== What you are asked to do ==
Starting with the line that contains "Highlight-reel tagging: indicate the bridge in" and going on through the last line of the rows, convert each line into a Markdown table with the columns Number and Record line, skipping any blank lines.

— Start of Data shown —

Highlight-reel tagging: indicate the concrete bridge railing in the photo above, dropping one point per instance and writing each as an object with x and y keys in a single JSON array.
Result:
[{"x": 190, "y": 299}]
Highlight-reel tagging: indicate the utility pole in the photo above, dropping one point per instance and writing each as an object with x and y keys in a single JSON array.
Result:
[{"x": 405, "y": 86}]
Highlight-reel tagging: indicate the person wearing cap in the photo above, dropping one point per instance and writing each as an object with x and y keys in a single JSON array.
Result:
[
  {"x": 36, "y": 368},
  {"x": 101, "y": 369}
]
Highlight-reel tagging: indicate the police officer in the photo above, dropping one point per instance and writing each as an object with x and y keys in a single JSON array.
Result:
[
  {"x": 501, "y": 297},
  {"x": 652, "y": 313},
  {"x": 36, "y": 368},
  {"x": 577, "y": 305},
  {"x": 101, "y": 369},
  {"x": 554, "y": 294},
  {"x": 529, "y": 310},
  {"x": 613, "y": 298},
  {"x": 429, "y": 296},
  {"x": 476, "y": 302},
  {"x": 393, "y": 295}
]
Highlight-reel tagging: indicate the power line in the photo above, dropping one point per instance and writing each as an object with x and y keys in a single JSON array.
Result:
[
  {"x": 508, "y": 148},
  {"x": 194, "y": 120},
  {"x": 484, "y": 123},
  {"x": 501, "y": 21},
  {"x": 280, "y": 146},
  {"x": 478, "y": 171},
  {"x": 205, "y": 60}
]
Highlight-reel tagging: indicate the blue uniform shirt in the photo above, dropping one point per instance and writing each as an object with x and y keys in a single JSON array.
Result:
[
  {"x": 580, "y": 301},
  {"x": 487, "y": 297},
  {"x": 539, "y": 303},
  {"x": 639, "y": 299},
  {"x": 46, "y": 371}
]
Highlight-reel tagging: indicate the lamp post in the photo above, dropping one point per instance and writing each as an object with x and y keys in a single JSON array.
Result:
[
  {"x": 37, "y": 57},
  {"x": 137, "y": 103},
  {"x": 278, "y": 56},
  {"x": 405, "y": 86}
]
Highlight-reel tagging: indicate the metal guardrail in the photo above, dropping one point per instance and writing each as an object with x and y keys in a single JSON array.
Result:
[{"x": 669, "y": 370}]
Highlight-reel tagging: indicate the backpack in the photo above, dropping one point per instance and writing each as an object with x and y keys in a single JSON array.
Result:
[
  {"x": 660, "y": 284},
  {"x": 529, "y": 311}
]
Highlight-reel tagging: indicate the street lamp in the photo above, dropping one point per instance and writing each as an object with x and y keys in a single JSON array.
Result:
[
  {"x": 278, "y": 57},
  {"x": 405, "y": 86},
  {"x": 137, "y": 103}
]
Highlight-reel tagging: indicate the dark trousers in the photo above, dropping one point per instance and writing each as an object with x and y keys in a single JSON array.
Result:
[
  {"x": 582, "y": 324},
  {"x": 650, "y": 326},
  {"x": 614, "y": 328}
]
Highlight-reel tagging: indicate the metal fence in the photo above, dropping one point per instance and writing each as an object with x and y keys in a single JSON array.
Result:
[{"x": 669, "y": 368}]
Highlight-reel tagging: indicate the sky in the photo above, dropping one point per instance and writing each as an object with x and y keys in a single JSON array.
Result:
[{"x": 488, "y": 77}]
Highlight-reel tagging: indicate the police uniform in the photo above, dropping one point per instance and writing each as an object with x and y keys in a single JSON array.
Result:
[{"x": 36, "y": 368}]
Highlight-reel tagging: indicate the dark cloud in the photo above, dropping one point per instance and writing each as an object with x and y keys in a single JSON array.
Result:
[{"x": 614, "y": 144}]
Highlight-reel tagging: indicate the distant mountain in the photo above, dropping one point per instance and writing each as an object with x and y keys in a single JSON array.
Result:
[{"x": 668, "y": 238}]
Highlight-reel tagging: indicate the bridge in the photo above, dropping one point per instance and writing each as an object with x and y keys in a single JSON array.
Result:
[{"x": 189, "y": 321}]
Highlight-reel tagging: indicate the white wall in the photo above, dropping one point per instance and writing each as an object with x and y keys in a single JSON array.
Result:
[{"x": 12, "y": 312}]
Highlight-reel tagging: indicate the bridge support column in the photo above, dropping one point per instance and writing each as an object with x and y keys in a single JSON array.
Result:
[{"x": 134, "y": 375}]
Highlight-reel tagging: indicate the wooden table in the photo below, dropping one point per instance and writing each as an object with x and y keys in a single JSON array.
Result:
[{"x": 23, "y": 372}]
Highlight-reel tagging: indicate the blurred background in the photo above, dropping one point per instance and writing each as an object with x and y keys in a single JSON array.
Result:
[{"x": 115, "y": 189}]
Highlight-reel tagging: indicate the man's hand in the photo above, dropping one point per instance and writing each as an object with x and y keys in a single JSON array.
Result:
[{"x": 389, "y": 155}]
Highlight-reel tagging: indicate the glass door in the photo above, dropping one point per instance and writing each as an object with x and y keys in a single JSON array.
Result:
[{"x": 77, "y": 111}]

— End of Data shown —

== The solution ==
| Number | Record line |
|---|---|
| 1 | Highlight-reel tagging: indicate the bridge in the photo above, dropping one point per instance and writing each as an object with x and y keys in a single JSON array. |
| 2 | Result: |
| 3 | [{"x": 189, "y": 321}] |
| 4 | Highlight-reel tagging: indicate the white wall in the photo above, dropping one point per instance and writing each as an object with x and y keys in a single JSON array. |
| 5 | Result: |
| 6 | [{"x": 12, "y": 312}] |
| 7 | Highlight-reel tagging: indicate the bridge support column in the photo above, dropping one point per instance and writing each as an object with x and y keys in a single JSON array. |
| 8 | Result: |
| 9 | [{"x": 134, "y": 375}] |
| 10 | Highlight-reel tagging: indicate the wooden table in the photo below, dropping one point per instance and writing each as an object with x and y keys in a single JSON array. |
| 11 | Result: |
| 12 | [{"x": 23, "y": 372}] |
| 13 | Highlight-reel tagging: indicate the blurred background in the photo above, dropping one point per instance and writing each as an object with x and y keys in a single JSON array. |
| 14 | Result: |
| 15 | [{"x": 115, "y": 189}] |
| 16 | Highlight-reel tagging: indicate the man's hand in the photo above, dropping one point per instance and writing each as an object with x and y keys in a single JSON array. |
| 17 | Result: |
| 18 | [{"x": 389, "y": 155}] |
| 19 | Highlight-reel tagging: indicate the glass door in the photo above, dropping one point per instance and writing each as an object with x and y keys in a single JSON array. |
| 20 | Result: |
| 21 | [{"x": 77, "y": 111}] |